(Stored items)
····················

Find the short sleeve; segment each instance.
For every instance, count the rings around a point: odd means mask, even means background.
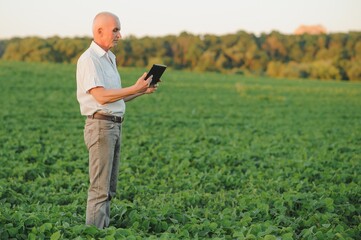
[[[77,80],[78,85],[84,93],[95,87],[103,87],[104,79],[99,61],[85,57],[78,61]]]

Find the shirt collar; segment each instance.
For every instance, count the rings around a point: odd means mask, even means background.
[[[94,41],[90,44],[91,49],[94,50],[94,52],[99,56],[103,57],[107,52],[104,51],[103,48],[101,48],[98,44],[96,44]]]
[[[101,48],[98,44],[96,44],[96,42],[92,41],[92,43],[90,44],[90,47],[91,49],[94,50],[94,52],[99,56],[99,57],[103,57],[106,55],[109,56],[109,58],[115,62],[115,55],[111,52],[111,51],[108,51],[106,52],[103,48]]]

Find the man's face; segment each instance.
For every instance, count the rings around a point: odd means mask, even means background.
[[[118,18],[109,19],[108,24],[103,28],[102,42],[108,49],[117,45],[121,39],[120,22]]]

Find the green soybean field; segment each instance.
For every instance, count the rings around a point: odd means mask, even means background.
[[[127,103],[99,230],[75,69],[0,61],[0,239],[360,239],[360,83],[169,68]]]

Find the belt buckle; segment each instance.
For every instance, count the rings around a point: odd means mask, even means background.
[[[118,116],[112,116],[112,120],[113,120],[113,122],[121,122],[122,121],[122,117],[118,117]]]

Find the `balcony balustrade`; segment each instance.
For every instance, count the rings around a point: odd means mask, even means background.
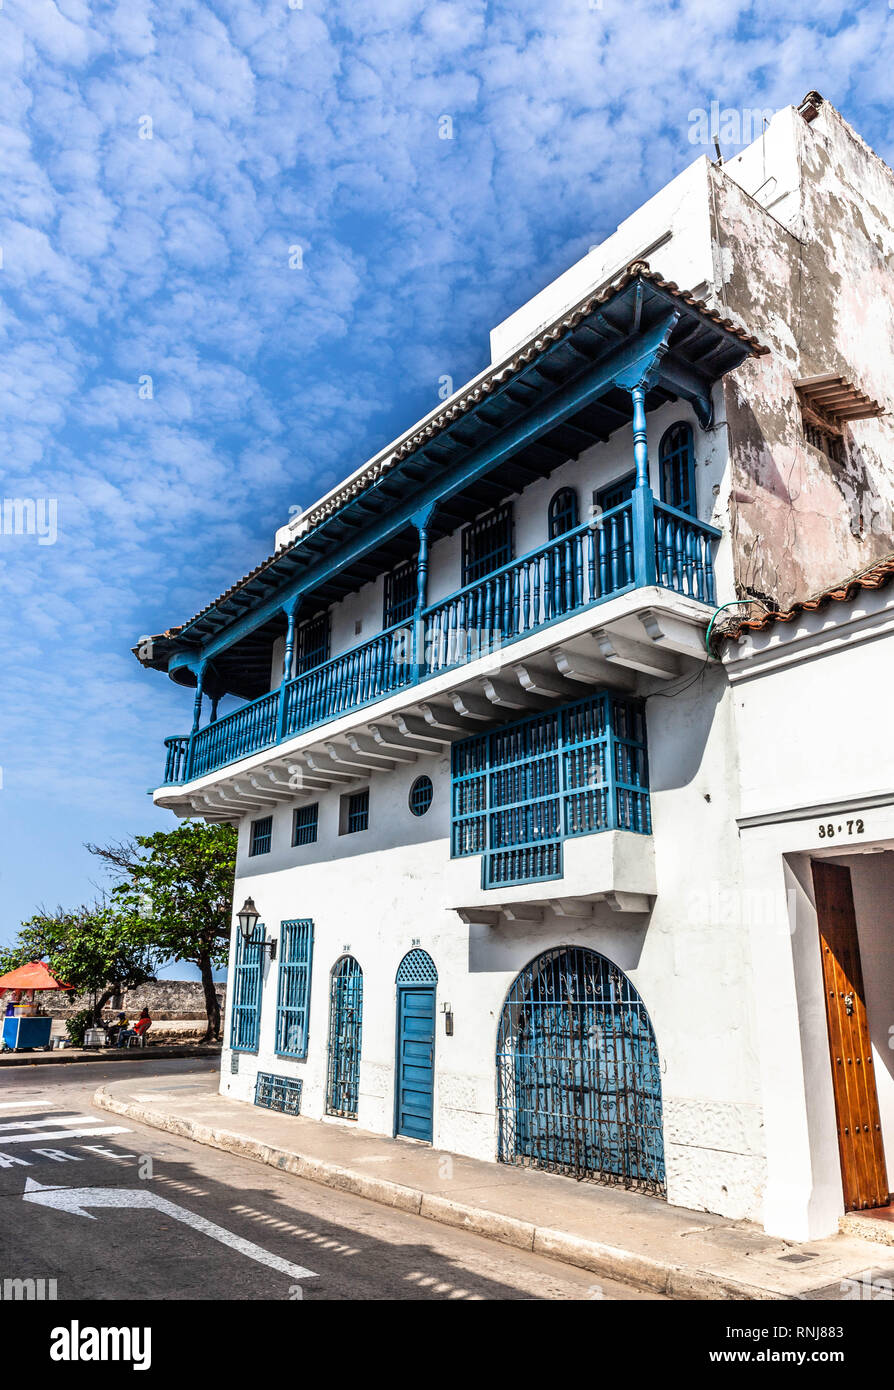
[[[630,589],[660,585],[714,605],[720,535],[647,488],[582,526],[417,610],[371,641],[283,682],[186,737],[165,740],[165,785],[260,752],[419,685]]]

····················

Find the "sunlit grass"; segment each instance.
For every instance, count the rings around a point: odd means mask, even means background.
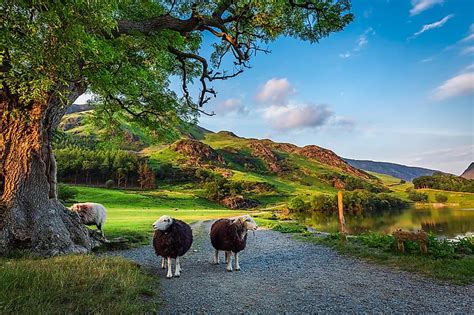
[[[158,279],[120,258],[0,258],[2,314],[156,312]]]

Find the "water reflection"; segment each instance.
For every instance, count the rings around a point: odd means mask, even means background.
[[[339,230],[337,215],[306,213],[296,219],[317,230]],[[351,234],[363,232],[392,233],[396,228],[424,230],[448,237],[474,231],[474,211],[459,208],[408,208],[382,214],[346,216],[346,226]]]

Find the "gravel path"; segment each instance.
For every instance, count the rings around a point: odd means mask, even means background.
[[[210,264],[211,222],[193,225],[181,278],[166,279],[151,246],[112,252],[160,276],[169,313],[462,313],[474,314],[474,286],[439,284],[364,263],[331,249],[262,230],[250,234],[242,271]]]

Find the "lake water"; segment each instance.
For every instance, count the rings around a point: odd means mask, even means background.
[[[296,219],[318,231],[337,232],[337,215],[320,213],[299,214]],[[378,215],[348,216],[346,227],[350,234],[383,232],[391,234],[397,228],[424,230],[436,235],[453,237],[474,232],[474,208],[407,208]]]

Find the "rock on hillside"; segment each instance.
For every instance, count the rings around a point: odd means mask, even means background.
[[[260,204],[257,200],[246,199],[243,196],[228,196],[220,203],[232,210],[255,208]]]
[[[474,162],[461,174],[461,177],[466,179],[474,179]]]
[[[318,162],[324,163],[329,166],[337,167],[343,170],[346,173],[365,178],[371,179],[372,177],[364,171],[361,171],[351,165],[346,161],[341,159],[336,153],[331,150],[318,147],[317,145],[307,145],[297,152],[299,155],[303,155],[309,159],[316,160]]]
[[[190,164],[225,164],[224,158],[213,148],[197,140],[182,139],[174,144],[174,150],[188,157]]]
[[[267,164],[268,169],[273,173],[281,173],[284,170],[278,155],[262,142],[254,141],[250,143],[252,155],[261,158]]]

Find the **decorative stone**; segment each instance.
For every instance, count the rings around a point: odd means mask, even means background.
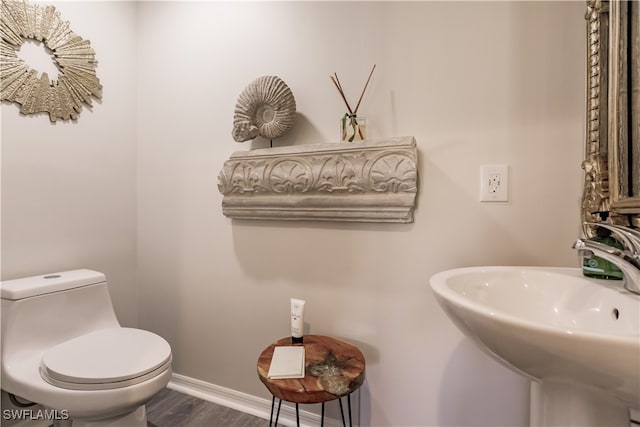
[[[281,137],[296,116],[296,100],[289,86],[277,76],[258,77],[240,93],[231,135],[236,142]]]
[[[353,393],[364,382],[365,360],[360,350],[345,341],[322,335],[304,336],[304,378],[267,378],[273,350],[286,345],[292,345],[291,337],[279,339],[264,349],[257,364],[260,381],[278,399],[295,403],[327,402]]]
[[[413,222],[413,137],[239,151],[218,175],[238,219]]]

····················

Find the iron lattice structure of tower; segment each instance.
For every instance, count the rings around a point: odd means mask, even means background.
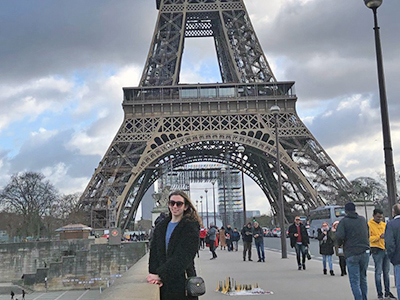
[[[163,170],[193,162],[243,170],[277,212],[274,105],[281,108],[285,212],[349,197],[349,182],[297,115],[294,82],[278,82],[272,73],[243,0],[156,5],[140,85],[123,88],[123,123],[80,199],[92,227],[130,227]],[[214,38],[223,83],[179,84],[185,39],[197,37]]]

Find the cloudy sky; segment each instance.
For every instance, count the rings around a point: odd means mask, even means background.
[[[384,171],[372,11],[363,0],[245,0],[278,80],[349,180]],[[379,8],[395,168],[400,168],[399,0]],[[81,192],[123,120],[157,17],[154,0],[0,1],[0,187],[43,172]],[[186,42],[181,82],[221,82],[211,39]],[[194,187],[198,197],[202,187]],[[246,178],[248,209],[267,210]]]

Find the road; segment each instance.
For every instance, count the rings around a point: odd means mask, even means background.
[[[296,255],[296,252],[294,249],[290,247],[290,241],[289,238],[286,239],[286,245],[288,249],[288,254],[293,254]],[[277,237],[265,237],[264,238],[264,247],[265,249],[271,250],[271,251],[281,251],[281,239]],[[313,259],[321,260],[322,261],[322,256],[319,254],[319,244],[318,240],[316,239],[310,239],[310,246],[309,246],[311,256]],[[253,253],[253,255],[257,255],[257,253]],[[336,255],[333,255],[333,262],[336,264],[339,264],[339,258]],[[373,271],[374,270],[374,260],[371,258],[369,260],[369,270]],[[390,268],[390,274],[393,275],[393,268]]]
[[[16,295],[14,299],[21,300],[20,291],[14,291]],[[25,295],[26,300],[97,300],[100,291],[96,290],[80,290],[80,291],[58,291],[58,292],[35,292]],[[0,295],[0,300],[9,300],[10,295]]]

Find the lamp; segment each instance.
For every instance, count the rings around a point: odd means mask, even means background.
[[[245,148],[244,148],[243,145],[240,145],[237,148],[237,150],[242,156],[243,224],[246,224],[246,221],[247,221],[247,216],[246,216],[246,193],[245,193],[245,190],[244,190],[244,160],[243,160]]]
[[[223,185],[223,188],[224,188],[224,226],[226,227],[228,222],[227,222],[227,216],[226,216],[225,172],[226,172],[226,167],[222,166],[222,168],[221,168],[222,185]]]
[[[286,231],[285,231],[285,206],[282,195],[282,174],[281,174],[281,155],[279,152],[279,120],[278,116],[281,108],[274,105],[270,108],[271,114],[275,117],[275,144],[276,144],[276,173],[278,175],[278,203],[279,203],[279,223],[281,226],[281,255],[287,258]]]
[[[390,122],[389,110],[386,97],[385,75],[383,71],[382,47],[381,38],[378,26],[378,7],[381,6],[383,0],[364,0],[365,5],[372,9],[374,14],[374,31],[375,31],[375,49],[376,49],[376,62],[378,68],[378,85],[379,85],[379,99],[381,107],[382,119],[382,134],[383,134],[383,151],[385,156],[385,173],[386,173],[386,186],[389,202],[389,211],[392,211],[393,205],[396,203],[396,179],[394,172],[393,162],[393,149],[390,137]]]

····················

# [Task brief]
Could you restate, word for word, the lines above from the one with "Find the road; segment each instance." to the one with "Find the lamp; segment each instance.", both included?

# [Solution for this exercise]
Find the road; segment each instance.
For every instance, count the rings around a point: odd means mask, even means background.
[[[296,255],[296,252],[294,249],[290,247],[290,241],[289,238],[286,239],[286,245],[288,249],[288,254],[293,254]],[[277,237],[265,237],[264,238],[264,247],[265,249],[271,250],[271,251],[281,251],[281,239]],[[313,259],[321,260],[322,261],[322,256],[319,254],[319,244],[318,240],[316,239],[310,239],[310,246],[309,246],[311,256]],[[253,253],[253,255],[257,255],[257,253]],[[336,255],[333,255],[333,262],[336,264],[339,264],[339,258]],[[373,271],[374,270],[374,260],[371,258],[369,260],[369,270]],[[390,268],[390,274],[393,275],[393,268]]]
[[[16,295],[14,299],[21,300],[20,291],[14,291]],[[25,295],[26,300],[97,300],[100,291],[96,290],[80,290],[80,291],[58,291],[58,292],[35,292]],[[0,295],[0,300],[9,300],[10,295]]]

Find the lamp; segment each instance.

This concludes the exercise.